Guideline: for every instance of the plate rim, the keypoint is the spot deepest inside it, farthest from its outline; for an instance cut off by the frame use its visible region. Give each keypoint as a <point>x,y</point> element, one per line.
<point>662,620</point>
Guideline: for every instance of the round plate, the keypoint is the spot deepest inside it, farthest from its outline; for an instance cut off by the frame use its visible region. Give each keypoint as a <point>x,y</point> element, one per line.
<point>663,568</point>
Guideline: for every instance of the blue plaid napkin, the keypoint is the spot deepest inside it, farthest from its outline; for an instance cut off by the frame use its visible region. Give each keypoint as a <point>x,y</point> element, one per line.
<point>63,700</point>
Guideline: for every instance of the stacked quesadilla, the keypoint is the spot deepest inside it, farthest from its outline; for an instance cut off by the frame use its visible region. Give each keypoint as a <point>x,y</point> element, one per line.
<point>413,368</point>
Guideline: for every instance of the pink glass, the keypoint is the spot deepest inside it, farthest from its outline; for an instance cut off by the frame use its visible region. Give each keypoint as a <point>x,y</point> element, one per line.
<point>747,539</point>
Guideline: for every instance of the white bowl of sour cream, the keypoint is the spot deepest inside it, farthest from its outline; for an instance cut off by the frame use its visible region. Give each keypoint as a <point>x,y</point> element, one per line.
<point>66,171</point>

...

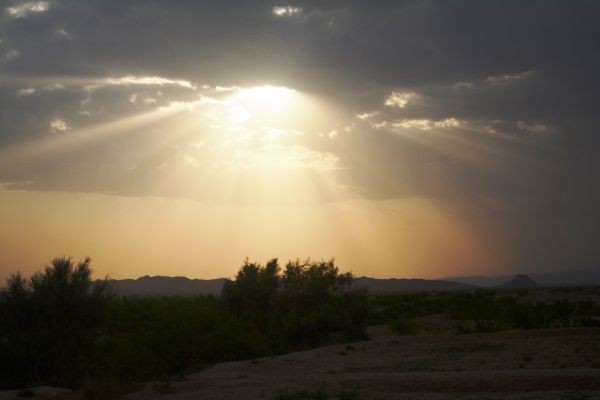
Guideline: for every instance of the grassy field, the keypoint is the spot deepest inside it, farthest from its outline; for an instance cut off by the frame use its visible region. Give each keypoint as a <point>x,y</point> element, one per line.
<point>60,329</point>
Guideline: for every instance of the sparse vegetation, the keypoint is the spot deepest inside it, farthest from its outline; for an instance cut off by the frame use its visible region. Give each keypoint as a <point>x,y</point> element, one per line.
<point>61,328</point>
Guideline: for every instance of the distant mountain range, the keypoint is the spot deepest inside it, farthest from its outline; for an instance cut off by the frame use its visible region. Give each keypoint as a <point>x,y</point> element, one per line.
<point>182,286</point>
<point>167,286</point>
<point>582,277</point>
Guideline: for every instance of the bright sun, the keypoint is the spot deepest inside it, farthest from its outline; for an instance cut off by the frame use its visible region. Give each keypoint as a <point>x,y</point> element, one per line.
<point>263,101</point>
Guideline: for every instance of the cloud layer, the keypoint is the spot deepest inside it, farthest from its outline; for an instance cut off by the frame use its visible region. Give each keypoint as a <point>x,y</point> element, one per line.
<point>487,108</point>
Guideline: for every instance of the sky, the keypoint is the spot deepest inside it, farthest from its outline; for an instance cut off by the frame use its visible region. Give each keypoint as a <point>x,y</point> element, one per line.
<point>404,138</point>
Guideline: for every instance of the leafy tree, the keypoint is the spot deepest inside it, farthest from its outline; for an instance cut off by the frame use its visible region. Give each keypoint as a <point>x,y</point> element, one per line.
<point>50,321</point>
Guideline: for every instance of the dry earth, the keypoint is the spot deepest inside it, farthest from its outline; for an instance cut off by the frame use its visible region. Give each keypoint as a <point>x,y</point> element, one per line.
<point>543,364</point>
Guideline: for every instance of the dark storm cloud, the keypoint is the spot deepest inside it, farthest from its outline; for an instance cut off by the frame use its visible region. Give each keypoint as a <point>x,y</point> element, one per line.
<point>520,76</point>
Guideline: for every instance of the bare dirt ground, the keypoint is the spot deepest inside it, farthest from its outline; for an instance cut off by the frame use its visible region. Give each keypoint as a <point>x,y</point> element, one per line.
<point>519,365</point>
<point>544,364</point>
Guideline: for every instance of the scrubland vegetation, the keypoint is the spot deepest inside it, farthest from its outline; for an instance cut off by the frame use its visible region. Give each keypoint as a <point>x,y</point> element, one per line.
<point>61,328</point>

_What is being asked_: Reproduce only the stretch from the line containing "Guideline: for every instance of the bright" through the line containing "<point>543,364</point>", both ends included, leaving each item's guideline wording unchanged. In the answers, multiply every point coordinate by 2.2 and round to whole numbers, with halves rounded up.

_Full output_:
Guideline: for every instance of the bright sun, the keypoint is the spot deepest inside it, farthest from its outline; for an instance cut off by the frame use its visible region. Give each keypoint as a <point>x,y</point> element, one per line.
<point>579,222</point>
Guideline: for every instance of the cloud layer, the keypoint is the spot deepest inside it, farthest from its outline; for an instance cut off by the frame use its visible region. Give each keypoint as a <point>x,y</point> element, one per line.
<point>1071,238</point>
Guideline: for every instance of the sky, the keypoint is the spot deepest inside it, farthest from its outline; for an instance cut off by the frame use its visible region. Give each keypoint as a <point>x,y</point> element, one per line.
<point>889,304</point>
Guideline: for every instance of the leafy tree, the keypoint is the spot deepest inside it, farthest from its outline; for an instance cut off by the frame use its visible region. Give each keypoint as a <point>x,y</point> element, one per line.
<point>110,706</point>
Guideline: for every instance of the dry earth, the keypoint is the spot deepest inside it, farthest from its outline; for an instance cut off by the frame use its visible region. Give each keypoint as a <point>x,y</point> element, one per line.
<point>1195,801</point>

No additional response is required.